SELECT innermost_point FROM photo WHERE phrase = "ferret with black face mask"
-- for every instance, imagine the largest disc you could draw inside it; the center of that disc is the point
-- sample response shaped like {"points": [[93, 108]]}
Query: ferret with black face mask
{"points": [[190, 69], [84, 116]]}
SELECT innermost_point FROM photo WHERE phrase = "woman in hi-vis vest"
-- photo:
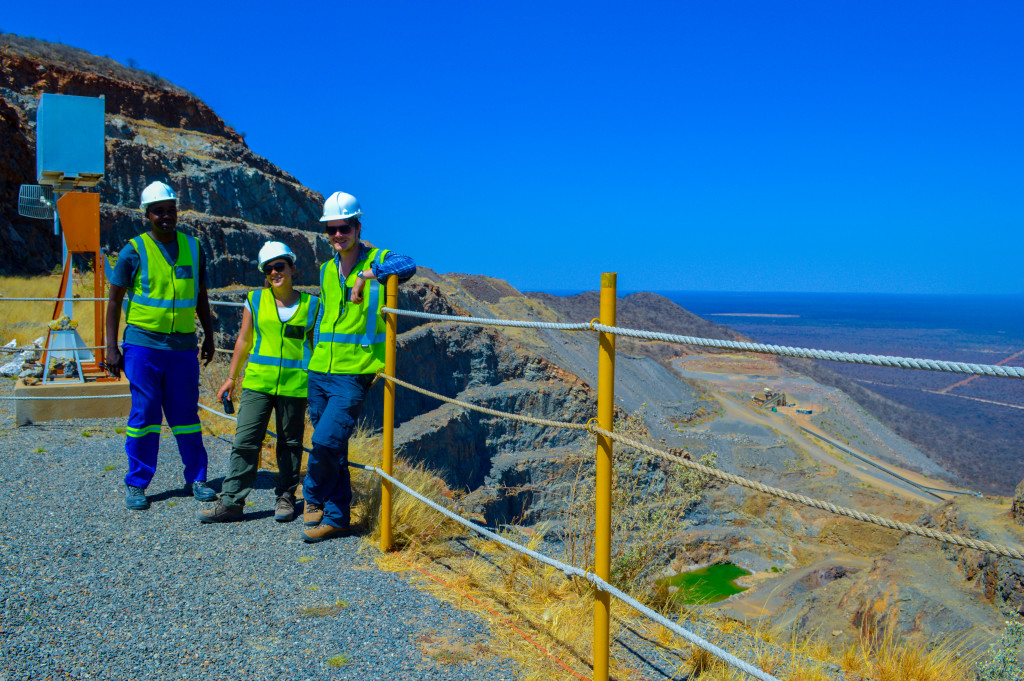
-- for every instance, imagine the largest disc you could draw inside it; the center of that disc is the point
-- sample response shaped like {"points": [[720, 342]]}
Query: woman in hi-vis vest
{"points": [[276, 337]]}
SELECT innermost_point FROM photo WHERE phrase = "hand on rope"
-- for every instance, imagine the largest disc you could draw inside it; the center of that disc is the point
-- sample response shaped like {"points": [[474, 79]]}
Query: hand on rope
{"points": [[807, 353]]}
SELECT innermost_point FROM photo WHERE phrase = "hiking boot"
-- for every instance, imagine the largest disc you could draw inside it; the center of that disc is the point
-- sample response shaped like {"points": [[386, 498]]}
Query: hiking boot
{"points": [[284, 510], [220, 512], [311, 514], [135, 499], [202, 492], [323, 531]]}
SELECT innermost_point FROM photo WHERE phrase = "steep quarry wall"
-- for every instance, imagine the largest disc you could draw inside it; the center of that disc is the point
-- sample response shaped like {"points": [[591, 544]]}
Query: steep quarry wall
{"points": [[229, 198]]}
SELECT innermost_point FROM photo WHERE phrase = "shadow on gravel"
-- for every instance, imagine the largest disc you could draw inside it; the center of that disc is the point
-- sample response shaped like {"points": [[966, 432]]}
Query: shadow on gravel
{"points": [[257, 515], [168, 494]]}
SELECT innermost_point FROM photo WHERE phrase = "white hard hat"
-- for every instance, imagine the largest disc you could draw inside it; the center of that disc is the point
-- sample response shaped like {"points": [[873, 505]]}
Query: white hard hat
{"points": [[272, 251], [340, 206], [158, 192]]}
○ ○ ○ ○ ○ ○ ○
• Task description: Could the entries above be printed again exactly, apart from the pictures?

• Task response:
SELECT innermost_point FROM photo WHERE phrase = "ferret with black face mask"
-- for every instance, imagine the largest disc you could draw inside it; the center of that disc is the point
-- sample response shaped like {"points": [[93, 108]]}
Query: ferret with black face mask
{"points": [[190, 69], [84, 116]]}
SELECT innermost_point FROM photo WHERE phrase = "woman in hi-vis vest"
-- photo:
-- for every instance, imagine the largest disc you could draw inside it; the center of that disc is the point
-- sample response shaped like {"points": [[720, 342]]}
Query: woman in hi-vis vest
{"points": [[276, 337]]}
SELECT innermost_point FROM photo WHERE phrase = "hand on rope"
-- for every instance, imagine the largest disc you could draw inside it; the center of that disc is the point
-- sample response shaped like {"points": [[474, 79]]}
Query: hand on rope
{"points": [[807, 353]]}
SELECT innermost_point FROM photo WHERE phrase = "hiking boot"
-- for every instance, imagine the largest disc you could draw inside it; the center of that disc is the point
-- sample response shaped like {"points": [[386, 498]]}
Query: hiking boot
{"points": [[284, 510], [220, 512], [311, 514], [135, 499], [202, 492], [323, 531]]}
SELECT innermost_point FROM photo WHERE phrase = "steep quarry wall"
-- for every instance, imagine the largest disc you could draw inside it; the center of that disc is the point
-- sample response shaped like {"points": [[591, 544]]}
Query: steep quarry wall
{"points": [[229, 198]]}
SELECT innermost_point FROM photo WHERE phrase = "shadow on gravel"
-- for every instance, imagine the largest disc you could draw inside it; the center of that disc is the point
-- sample response shaped like {"points": [[966, 432]]}
Query: shadow on gravel
{"points": [[257, 515], [168, 494]]}
SELECT innermost_point FROM photo WHERE phrase = "white hard hat"
-- for every instance, imagine the largest disc you could draw inside it; the center of that disc is the point
-- sample response shaped like {"points": [[873, 505]]}
Query: white hard hat
{"points": [[272, 251], [340, 206], [158, 192]]}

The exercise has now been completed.